WHAT YOU WILL DO:
A precise copy of the data is required, with every picture left out.

[[ RECORDS PROVIDED open ]]

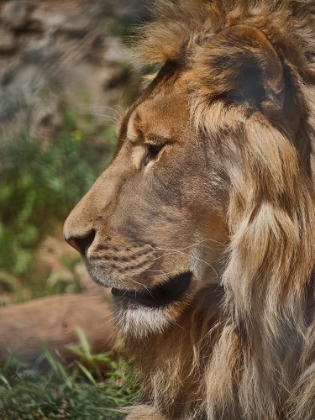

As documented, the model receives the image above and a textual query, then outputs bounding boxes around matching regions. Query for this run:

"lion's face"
[64,64,228,335]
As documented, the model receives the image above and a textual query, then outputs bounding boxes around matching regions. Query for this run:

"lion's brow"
[147,134,170,144]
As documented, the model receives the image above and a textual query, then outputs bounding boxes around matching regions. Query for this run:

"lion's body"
[64,1,315,419]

[[ RECORDS PROVIDED closed ]]

RESPONSE BOX:
As documented, the model receives the image above and a textual query, then outputs bounding boxes around matching regions. Query for this run:

"lion's face"
[64,64,228,335]
As documented, the model receives the image above and a textual query, then outputs bounding boxes around matching regions. Query for this run:

"lion's brow"
[147,134,170,144]
As documented, the model receives the image above and a textual query, then outputs bounding boxes around matching regions. Query for this run:

"lion's body"
[64,1,315,419]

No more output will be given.